Task brief:
Your copy should match the listing below word for word, with no images in it.
-- Opening Marker --
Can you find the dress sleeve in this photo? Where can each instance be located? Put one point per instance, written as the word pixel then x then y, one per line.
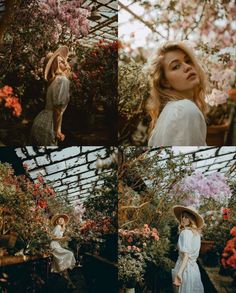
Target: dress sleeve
pixel 61 91
pixel 57 231
pixel 185 241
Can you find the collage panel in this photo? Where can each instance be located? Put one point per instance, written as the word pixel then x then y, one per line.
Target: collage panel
pixel 58 73
pixel 176 218
pixel 177 73
pixel 117 146
pixel 58 219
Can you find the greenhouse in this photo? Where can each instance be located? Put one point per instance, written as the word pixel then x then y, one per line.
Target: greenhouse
pixel 39 184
-- Closing Marker --
Output for this exercise:
Can you find the dress sleeve in this photo? Where can each instance be located? Put one point per instance, written as the word pixel then x then y, one per line.
Target: dress sleeve
pixel 61 91
pixel 57 231
pixel 185 241
Can you find the collage panel in this photo? Where can each instance be located? Put one point per instance, written as the word pixel then x then y, one per line.
Target: collage panel
pixel 58 73
pixel 176 218
pixel 177 73
pixel 117 146
pixel 58 219
Can you find the greenhouse in this photo? Where can each instance be located? Put one point per instance, written as the word pixel then x then y, one per line.
Target: greenhouse
pixel 39 184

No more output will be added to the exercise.